■ **EXCERPT TO READ**

>> Start

I'm trying to understand the types for this function:

let rec msort xs =
 match xs with
 | [] -> []
 | x::xs’ ->
   let ys,zs = split xs in
     merge (msort ys) (msort zs)

Based on the previous two slides, we determined:

split = ('a list) -> ('a list * 'a list) and

merge = ('a list) -> ('a list) -> ('a list).

I understand the types for both split and merge, but I'm confused as to why the type for msort is ('a list) -> ('b list). Why not ('a list) -> ('a list), since both split and merge are known to give us lists of type 'a ?

If someone could try to break down the notes on the slide for me I'd appreciate it.

Answer

Let's look at this line by line:

let rec msort xs =

msort is a function, with type

Tmsort : Txs -> Tbody

 match xs with
 | [] -> []

xs must be a list (of something), and furthermore, msort returns a list. There are no guarantees that msort returns a list of the same type as xs because the empty list inhabits the set of all possible list types (∀a,[]∈alist). So the most general type for Tbody is a list of a fresh parameter. The use of [] as a return value is why OCaml infers 'a list -> 'b list as the most general type of msort.

Txs : 'a list
Tbody : 'b list
Tmsort : 'a list -> 'b list

Recursive case:

| x::xs’ ->
 let ys,zs = split xs in
 merge (msort ys) (msort zs)

>> End

Object point labels
>> Start

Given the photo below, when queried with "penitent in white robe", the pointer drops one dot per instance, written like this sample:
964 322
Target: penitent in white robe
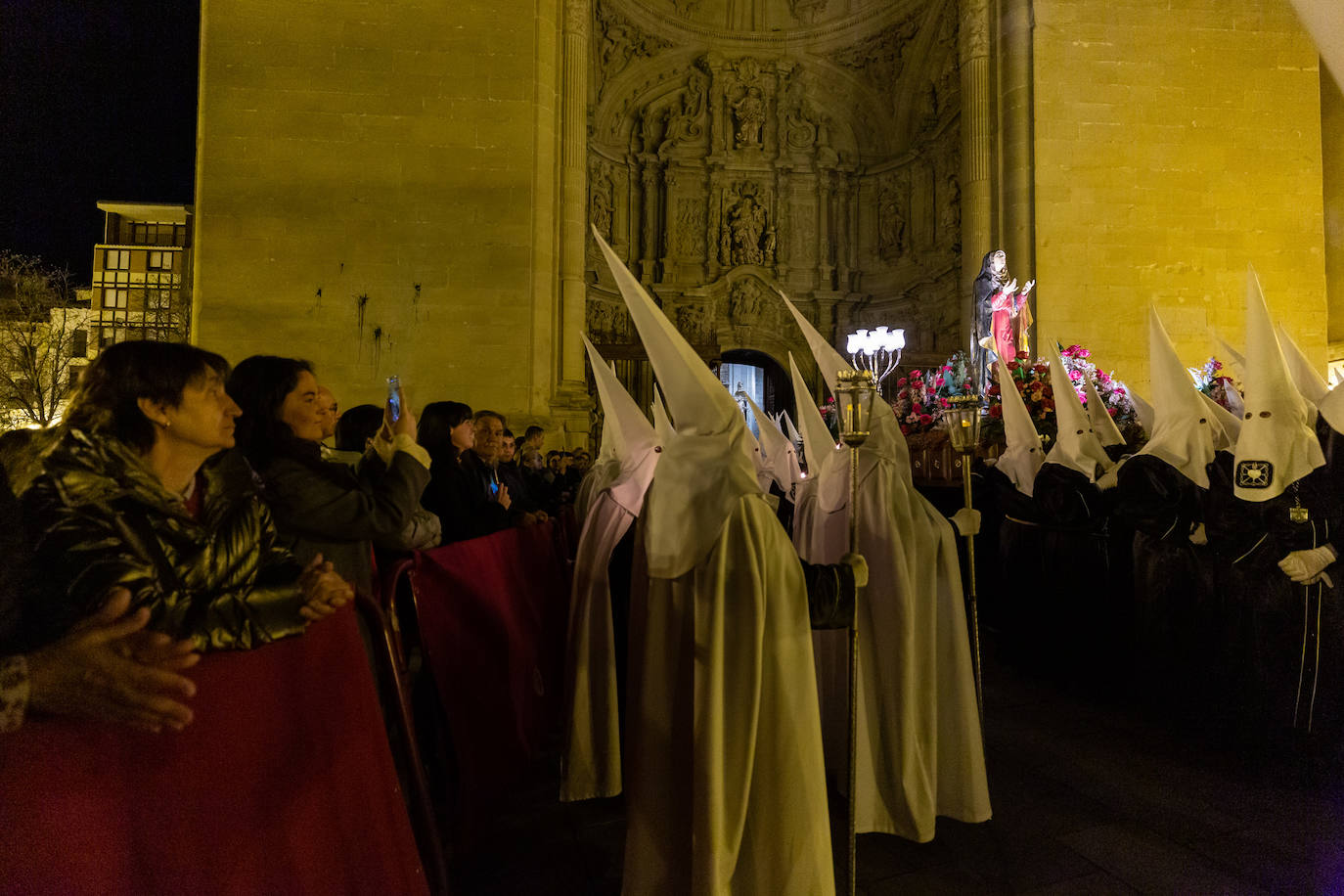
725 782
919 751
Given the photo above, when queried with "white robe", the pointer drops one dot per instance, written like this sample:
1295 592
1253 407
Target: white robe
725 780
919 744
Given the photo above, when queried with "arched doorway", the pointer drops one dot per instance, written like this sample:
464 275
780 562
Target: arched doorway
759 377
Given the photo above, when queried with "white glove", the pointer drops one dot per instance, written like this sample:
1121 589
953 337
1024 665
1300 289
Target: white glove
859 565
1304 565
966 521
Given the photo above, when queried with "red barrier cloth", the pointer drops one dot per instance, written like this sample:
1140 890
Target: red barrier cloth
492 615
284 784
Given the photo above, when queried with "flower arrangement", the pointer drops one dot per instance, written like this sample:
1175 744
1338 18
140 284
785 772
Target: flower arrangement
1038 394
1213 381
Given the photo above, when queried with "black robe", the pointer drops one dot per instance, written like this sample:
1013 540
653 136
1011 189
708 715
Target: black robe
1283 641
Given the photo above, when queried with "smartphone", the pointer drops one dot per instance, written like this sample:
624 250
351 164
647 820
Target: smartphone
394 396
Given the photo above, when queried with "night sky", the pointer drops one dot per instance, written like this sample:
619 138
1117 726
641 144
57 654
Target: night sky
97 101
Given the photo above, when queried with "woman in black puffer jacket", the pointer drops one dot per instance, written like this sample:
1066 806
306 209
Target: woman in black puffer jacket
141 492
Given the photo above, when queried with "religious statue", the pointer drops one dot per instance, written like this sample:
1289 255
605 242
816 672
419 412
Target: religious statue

>> End

■ **WRITTEN TASK 1**
Answer these about the msort thread:
(a) What type was determined for split?
(b) What type does the asker expect msort to have instead of ('a list) -> ('b list)?
(c) According to the answer, the use of what as a return value is why OCaml infers 'a list -> 'b list?
■ **WRITTEN TASK 2**
Write the next part of the msort thread, picking up after its last line.
The items stand apart from the msort thread.

■ **EXERCISE ANSWER 1**
(a) ('a list) -> ('a list * 'a list)
(b) ('a list) -> ('a list)
(c) [] (the empty list)

■ **EXERCISE ANSWER 2**
we know that

split : 'a list -> ('a list * 'a list)
merge : 'a list -> 'a list -> 'a list

So ys and zs are both 'a lists (by Txs)

merge is called on (msort ys) and (msort zs). By Tmsort we know that

(msort ys) : 'b list
(msort zs) : 'b list

Alpha-rename 'a list to 'b list for the merge equation. The recursive case typechecks with the inferred return type of msort's base case.

Check in Ocaml:

let rec msort xs =
  match xs with
  | [] -> []
  | x::xs' ->
     let ys,zs = split xs in
       merge (msort ys) (msort zs);;
val msort : 'a list -> 'b list = <fun>

Whereas if you defined it like this:

let rec msort xs =
  match xs with
  | [] -> xs
  | x::xs' ->
     let ys,zs = split xs in
       merge (msort ys) (msort zs);;
val msort : 'a list -> 'a list = <fun>

You get the "expected" type of msort.